### TASKS TO CARRY OUT
a) According to the cancer immunotherapy article, is each statement true? Answer yes or no for each, and quote the words of the article that decide it. (i) The researchers knocked out genes in a lung cancer cell line. (ii) Immunotherapy may offer a less toxic approach than chemotherapy or radiation. (iii) The authors had previously found that T-cell infusions can induce regression in patients with cancer.
b) In the cancer immunotherapy article, why did the authors set out to identify genes in cancer cells that leave them vulnerable to T cells?

SELECTED TEXT Block Start

Research Provides Guidance About Cancer Immunotherapy

Investigators discover 100 genes that may reduce the efficacy of cancer immunotherapy.

A new study published by Nature pinpoints several genes necessary for effective cancer immunotherapy, which may address why some patients do not respond to the treatment or develop resistance.

Immunotherapy has grown in popularity recently, as it may provide patients with a less toxic approach to cancer treatment compared with chemotherapy or radiation.

“There is a great deal of interest in cancer immunotherapy, especially for patients who have metastatic cancer,” said lead researcher Nicholas Restifo, MD. “The response to immunotherapy can be fantastic, but understanding why some patients don’t respond will help us improve treatments for more patients.”

T cells are central to the mechanisms used by immunotherapies to kill tumors. The authors have previously found that infusions of T cells can induce regression in patients with cancer.

While T cells can recognize and eliminate cancer cells, some are resistant to the attacks. To determine the underlying causes of this resistance, the authors aimed to identify genes in cancer cells that leave them vulnerable to T cells.

In the study, the authors used the gene-editing tool CRISPR to knock out the expression of individual genes in a melanoma cancer cell line. The authors knocked out every known protein-encoding gene and tested the ability of the modified melanoma cells to respond to T cells.

SELECTED TEXT Block End
SUPPLIED MATERIAL Block Start

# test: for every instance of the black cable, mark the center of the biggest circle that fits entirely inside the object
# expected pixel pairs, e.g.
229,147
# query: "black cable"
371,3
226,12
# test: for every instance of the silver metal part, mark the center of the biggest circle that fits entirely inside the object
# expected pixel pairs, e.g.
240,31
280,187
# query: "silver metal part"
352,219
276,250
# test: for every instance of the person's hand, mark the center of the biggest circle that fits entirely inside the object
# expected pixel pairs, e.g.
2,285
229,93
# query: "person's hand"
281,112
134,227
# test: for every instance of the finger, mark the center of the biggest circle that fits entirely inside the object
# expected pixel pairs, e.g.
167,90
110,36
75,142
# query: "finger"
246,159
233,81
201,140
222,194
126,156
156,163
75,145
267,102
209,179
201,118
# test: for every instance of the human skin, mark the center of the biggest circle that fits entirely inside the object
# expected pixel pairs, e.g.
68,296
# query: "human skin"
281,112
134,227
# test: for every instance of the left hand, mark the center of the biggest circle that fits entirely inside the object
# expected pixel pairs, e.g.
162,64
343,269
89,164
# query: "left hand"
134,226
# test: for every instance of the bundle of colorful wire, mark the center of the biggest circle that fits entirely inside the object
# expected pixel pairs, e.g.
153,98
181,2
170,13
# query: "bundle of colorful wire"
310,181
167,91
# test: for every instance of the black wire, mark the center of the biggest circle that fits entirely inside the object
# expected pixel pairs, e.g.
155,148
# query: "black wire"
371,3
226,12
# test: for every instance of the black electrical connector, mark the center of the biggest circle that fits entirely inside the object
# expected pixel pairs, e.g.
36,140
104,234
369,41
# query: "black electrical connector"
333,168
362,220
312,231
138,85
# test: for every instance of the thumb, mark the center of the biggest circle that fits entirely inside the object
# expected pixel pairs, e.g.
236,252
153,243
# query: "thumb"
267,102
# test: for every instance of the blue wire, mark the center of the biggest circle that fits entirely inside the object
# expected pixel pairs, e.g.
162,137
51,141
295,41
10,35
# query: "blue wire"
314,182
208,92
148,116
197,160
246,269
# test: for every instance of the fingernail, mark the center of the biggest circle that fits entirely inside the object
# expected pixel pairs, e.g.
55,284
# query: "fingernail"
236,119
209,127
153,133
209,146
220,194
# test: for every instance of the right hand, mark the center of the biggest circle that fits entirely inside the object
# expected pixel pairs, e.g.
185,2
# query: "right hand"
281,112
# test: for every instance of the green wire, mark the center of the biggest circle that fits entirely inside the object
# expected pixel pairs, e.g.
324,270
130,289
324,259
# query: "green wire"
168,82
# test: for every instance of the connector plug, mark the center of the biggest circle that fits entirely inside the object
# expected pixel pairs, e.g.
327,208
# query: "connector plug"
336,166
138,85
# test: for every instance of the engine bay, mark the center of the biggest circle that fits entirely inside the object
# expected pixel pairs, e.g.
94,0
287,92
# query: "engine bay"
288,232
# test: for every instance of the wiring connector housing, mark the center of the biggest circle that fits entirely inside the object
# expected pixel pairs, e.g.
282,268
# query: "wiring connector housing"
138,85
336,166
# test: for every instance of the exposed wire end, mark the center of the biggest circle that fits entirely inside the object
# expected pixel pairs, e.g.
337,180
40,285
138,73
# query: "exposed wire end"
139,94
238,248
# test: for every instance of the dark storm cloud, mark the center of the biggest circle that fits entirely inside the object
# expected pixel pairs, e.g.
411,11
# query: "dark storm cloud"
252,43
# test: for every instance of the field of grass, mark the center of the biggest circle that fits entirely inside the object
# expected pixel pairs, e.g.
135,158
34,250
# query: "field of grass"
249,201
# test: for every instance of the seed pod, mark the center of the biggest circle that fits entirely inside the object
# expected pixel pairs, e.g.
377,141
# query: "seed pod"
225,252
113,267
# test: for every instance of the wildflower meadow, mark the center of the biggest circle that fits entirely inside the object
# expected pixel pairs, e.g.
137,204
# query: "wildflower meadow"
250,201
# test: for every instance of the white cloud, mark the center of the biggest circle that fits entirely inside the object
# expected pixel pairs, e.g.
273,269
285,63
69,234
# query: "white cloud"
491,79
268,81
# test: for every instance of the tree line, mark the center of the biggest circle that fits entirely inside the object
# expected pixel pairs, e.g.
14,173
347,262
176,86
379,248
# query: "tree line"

SUPPLIED MATERIAL Block End

### EXERCISE RESULTS
a)
(i) No: "in a melanoma cancer cell line."
(ii) Yes: "a less toxic approach to cancer treatment compared with chemotherapy or radiation."
(iii) Yes: "infusions of T cells can induce regression in patients with cancer."

b) T cells can recognize and eliminate cancer cells, but some cancer cells resist these attacks. The authors wanted to find the underlying causes of this resistance, so they looked for the genes that make cancer cells vulnerable to T cells.